◆ **Task details**: Count only the lines of the records that hold "provide", then give the number without any other words.

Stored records
══════════════════════════════

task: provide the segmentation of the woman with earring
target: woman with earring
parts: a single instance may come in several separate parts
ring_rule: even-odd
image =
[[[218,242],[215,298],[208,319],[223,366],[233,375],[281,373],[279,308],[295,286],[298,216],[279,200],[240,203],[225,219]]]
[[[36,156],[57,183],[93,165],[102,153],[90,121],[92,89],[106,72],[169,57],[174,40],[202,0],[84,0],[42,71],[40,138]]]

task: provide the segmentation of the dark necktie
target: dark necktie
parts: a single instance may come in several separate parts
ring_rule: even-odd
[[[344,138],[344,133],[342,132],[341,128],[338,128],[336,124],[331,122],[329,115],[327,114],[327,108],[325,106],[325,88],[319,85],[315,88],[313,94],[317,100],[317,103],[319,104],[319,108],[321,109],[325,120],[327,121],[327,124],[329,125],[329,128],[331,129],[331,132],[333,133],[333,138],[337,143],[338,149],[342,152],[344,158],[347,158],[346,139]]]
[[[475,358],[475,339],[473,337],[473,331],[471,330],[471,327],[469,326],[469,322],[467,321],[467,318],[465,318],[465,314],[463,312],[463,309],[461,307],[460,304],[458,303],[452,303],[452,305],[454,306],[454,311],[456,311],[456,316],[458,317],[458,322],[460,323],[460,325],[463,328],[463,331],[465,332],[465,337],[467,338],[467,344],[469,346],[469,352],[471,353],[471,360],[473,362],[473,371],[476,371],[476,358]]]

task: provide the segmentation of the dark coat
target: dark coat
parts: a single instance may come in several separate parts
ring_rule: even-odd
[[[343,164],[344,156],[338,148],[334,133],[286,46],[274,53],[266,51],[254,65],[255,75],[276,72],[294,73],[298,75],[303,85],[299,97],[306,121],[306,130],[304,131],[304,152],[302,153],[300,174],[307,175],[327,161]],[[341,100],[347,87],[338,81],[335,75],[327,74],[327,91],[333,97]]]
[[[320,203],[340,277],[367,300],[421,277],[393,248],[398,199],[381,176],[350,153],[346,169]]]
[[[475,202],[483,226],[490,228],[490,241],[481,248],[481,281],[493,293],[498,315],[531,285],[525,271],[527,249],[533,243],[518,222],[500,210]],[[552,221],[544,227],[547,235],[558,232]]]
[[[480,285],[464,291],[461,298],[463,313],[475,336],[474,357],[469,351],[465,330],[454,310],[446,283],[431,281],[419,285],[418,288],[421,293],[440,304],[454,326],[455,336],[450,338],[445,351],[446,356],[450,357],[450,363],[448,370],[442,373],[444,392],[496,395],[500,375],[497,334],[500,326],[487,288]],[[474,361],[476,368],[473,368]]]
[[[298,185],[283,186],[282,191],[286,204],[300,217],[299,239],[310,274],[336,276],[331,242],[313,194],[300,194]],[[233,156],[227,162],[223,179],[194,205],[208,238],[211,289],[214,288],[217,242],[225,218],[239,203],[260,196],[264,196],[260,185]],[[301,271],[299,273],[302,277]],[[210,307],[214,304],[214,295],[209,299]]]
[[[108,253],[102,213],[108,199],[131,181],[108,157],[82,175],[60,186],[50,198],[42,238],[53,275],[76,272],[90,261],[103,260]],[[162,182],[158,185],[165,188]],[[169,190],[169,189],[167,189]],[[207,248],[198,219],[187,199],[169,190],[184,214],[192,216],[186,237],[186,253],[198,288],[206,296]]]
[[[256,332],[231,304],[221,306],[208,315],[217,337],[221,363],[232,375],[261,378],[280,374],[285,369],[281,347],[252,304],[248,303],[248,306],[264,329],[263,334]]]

══════════════════════════════

◆ **Answer to the exercise**: 3